** GIVEN TASK **
Please retype the rows below character for character, starting at the line containing "point: warning stripe" and ending with the last line of the rows, both ends included.

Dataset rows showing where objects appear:
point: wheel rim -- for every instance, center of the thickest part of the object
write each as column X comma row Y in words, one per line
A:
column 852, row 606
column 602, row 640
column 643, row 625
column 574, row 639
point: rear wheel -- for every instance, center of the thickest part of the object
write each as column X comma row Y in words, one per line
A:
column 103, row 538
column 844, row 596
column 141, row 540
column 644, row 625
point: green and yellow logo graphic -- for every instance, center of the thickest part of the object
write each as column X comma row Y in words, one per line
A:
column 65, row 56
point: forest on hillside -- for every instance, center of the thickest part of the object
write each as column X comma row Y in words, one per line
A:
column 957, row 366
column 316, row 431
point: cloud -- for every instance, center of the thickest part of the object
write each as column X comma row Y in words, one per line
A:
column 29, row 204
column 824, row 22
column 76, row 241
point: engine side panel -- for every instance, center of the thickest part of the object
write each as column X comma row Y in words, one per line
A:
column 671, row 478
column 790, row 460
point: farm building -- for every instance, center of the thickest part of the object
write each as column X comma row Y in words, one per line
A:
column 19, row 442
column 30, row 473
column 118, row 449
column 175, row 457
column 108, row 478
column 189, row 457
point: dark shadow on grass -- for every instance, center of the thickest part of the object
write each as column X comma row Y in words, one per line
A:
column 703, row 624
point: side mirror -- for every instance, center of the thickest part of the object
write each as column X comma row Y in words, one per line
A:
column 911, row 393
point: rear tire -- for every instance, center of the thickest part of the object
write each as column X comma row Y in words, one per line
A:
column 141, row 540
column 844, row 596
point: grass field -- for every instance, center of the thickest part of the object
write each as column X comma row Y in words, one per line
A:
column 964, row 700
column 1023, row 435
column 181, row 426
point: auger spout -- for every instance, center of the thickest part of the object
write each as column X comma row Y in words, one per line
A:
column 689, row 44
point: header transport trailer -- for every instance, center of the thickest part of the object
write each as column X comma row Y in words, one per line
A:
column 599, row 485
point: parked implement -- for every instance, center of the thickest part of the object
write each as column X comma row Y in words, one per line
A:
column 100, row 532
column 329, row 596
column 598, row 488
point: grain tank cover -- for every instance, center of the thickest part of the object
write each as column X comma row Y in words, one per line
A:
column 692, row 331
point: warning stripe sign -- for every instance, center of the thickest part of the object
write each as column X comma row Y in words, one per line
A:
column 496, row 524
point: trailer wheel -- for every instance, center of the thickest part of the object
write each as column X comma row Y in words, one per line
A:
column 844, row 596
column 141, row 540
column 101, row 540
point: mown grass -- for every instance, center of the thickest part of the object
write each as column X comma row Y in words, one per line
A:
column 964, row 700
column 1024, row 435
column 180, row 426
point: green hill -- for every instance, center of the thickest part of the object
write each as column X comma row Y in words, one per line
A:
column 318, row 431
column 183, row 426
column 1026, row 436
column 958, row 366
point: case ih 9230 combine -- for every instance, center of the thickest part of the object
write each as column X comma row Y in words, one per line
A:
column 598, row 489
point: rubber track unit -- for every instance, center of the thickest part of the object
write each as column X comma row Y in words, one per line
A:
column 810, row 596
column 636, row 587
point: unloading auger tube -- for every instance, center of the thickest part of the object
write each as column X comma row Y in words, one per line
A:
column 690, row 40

** ANSWER TO THE PROBLEM **
point: warning stripe sign -- for every instance, center of the thickest part of the object
write each as column X comma row Y in words, one per line
A:
column 496, row 524
point: trailer wheel -- for every instance, center of the thickest part of the object
write each as column X comma row Y in words, one per line
A:
column 844, row 596
column 141, row 540
column 101, row 540
point: mown grass -- for every instance, center of the thickest part of the object
write each as column X comma row Y in words, one per line
A:
column 964, row 700
column 1024, row 435
column 180, row 426
point: green hill -- for every instance, center of the thickest part of the object
write each as column X comma row Y in words, one per line
A:
column 318, row 431
column 183, row 426
column 1026, row 436
column 958, row 366
point: case ih 9230 combine -- for every instance, center of the thickest part of the object
write each as column X comma row Y in words, one per line
A:
column 598, row 489
point: rubber track unit -- for every instance, center of the thickest part of the object
write each as column X comma row Y in words, one per line
A:
column 810, row 596
column 636, row 587
point: unloading auger tube -- for every instance, center of the thickest part of the object
write each as column X comma row Y in words, one per line
A:
column 690, row 40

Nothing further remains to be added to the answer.